> [THE EXERCISE]:
Swap "single marker" for "single point" in every one of the rows below and write them out again, leaving everything else untouched.

> [INFORMATION GIVEN]:
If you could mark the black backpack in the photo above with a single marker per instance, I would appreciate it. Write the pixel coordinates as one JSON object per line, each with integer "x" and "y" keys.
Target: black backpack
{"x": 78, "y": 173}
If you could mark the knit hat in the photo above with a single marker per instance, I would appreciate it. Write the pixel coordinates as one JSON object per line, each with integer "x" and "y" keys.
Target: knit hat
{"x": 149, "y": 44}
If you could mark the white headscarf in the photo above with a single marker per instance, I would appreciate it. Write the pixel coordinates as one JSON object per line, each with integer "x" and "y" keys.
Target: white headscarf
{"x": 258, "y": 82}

> [TASK ANSWER]:
If you could mark the black backpack in the photo above with a single point per instance, I would appreciate it. Write the pixel coordinates as one JSON object per line, each with integer "x" and "y" keys.
Target: black backpack
{"x": 78, "y": 173}
If you could mark the knit hat in the photo above with a single point per instance, I would appreciate it. Write the pixel coordinates as one JSON object per line, each with integer "x" and "y" keys.
Target: knit hat
{"x": 149, "y": 44}
If you could mark the white headscarf in the photo above with a single point per instance, I would appreciate it. Write the pixel coordinates as one JSON object per line, each with integer "x" and "y" keys.
Target: white headscarf
{"x": 258, "y": 82}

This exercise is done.